Selected extract:

Not all men are terrible, some are clueless. My favorites are when I lead with a “Hey, how are doing today?” And I get a “Hey.” What the actual fuck…conversation, can you carry it, mother fucker? Nope…they cannot. Some people want to talk for forever. Some people say the rudest things. Some just want to text you right after matching. I’ve had it all, and honestly, I don’t expect much from Tinder; one night stands for the most part. I’ve had some Tinder fails through communication; swipe to text has made me say Hsu over hey, and then some other random words. But honestly, I’ve never been a complete moron; I complete sentences, answer questions, and use proper grammar, and most others do not. Except when I drink. Ugh. Then I say things like, I can fit four of my fingers in my mouth, because I’m classy.

As I mentioned before, there are “moments” you can share with the people you match with. These pictures can be from anywhere; snapchat, camera, or you can take one through the application itself. And doll it up with artwork or wording. Up to you. Your matches can like or not your moment. Much like the initial swipe, you don’t see who hasn’t liked it but who has liked your moment. It helps me be like, ugh…that guy grew out a four foot long beard and expects me to still be matched to him? Peace out. I’ve put things like a picture of a beer that asks if anyone wants to grab a drink (when I’m traveling) and its kinda worked.

Tasks and exercises:
- 1) In the Tinder post, where can the pictures for a moment come from?
- 2) Please repeat the Tinder post word for word, starting with "Not all men" and going on through "because I’m classy.".

Recorded information:
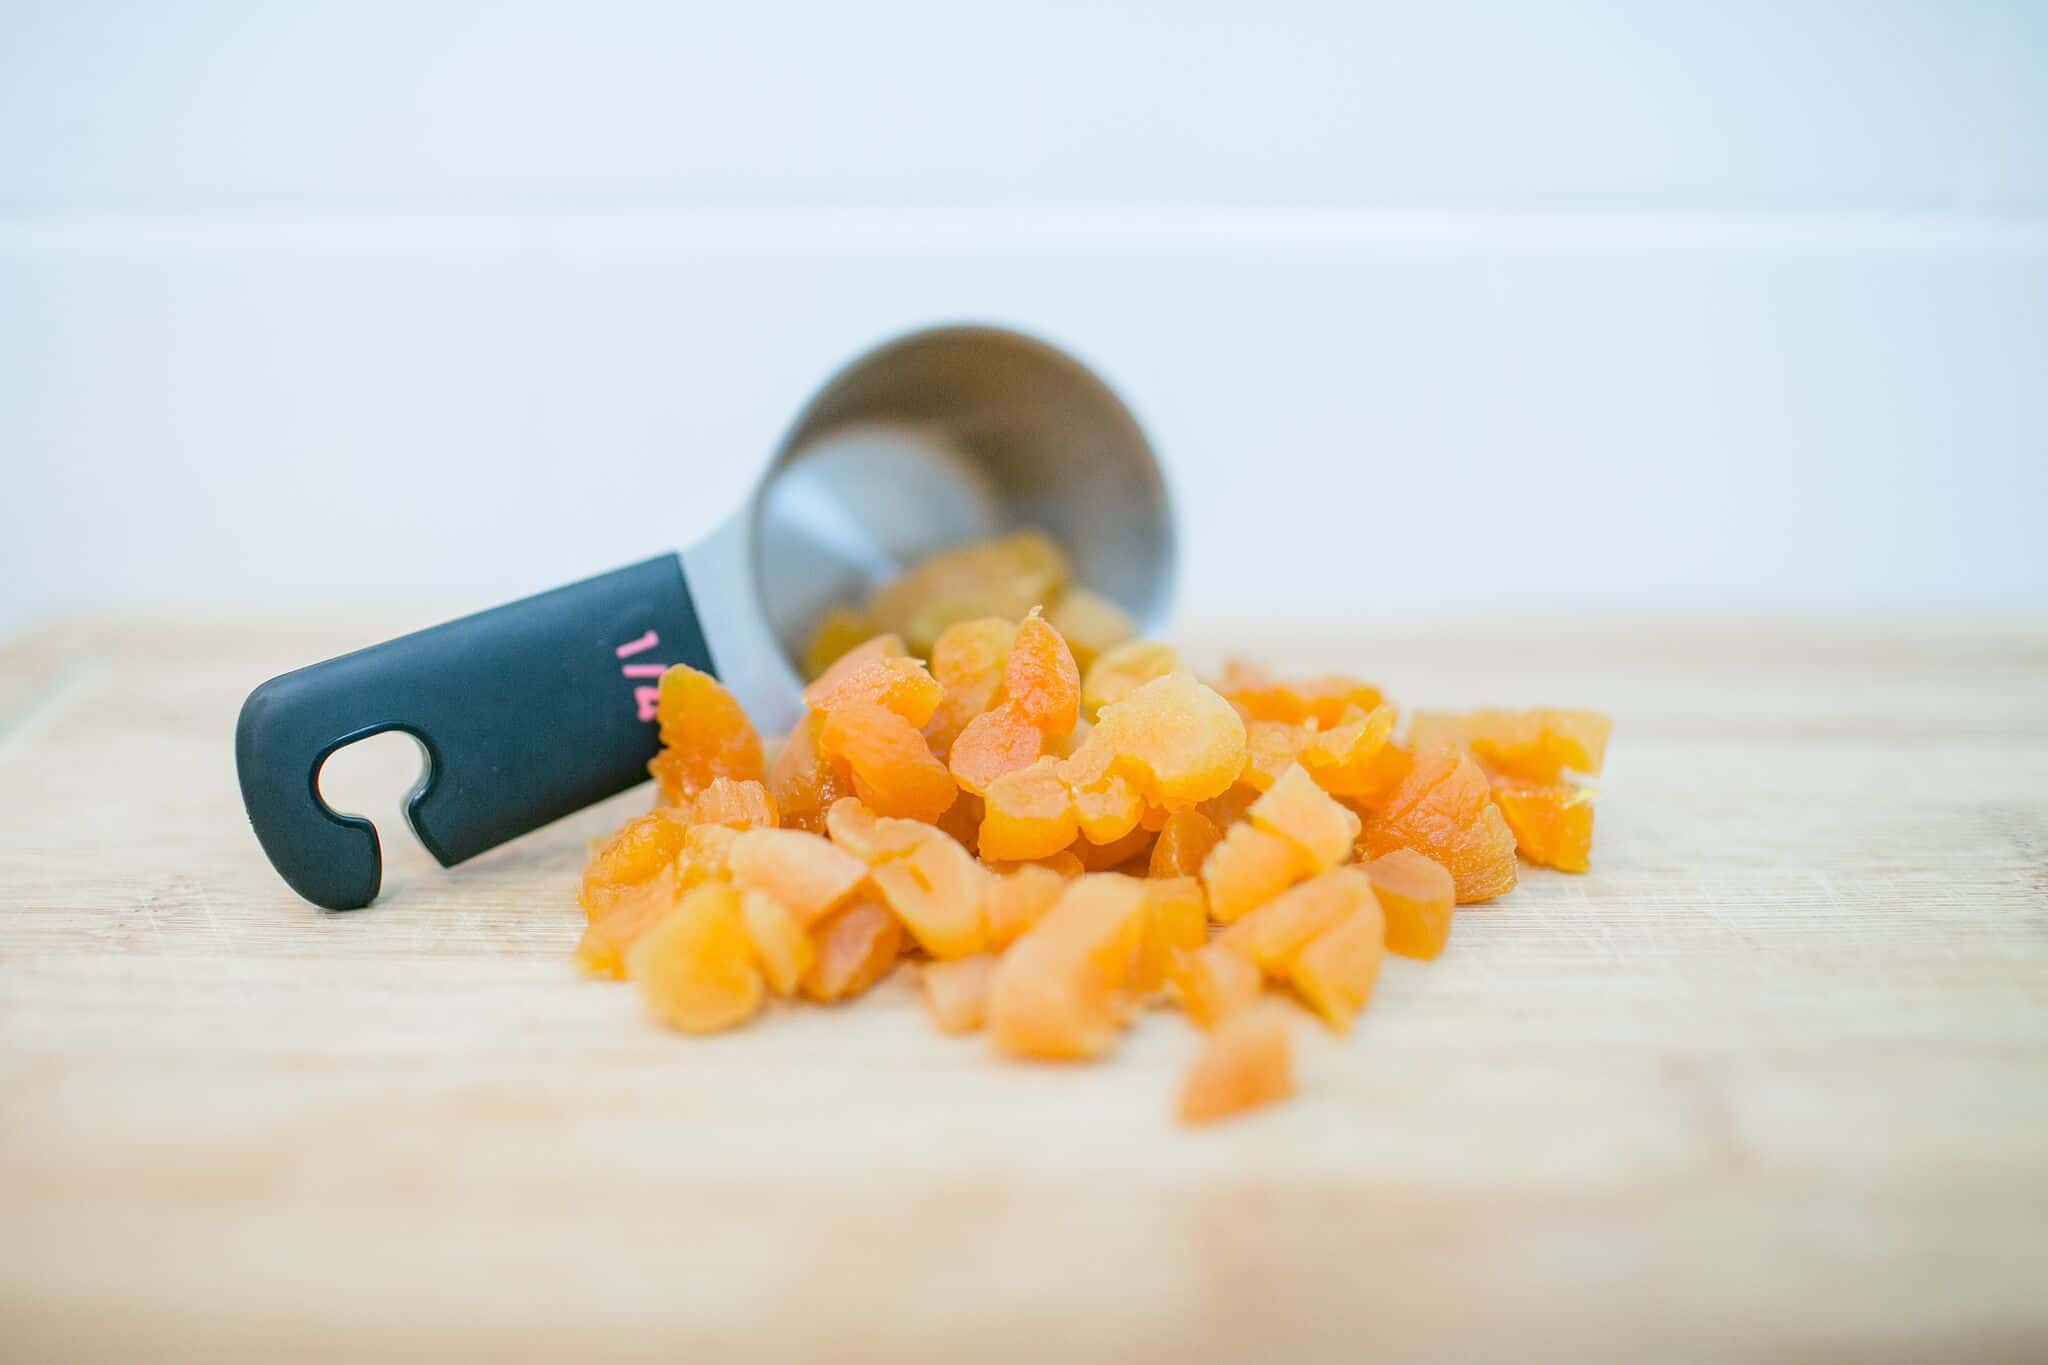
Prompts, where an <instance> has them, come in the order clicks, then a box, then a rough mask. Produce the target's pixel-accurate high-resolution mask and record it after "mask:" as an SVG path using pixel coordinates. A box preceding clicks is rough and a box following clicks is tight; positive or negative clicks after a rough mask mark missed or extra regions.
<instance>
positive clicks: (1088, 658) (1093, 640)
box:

Results by task:
- 1) They can come from Snapchat or the camera, or be taken through the application itself.

- 2)
Not all men are terrible, some are clueless. My favorites are when I lead with a “Hey, how are doing today?” And I get a “Hey.” What the actual fuck…conversation, can you carry it, mother fucker? Nope…they cannot. Some people want to talk for forever. Some people say the rudest things. Some just want to text you right after matching. I’ve had it all, and honestly, I don’t expect much from Tinder; one night stands for the most part. I’ve had some Tinder fails through communication; swipe to text has made me say Hsu over hey, and then some other random words. But honestly, I’ve never been a complete moron; I complete sentences, answer questions, and use proper grammar, and most others do not. Except when I drink. Ugh. Then I say things like, I can fit four of my fingers in my mouth, because I’m classy.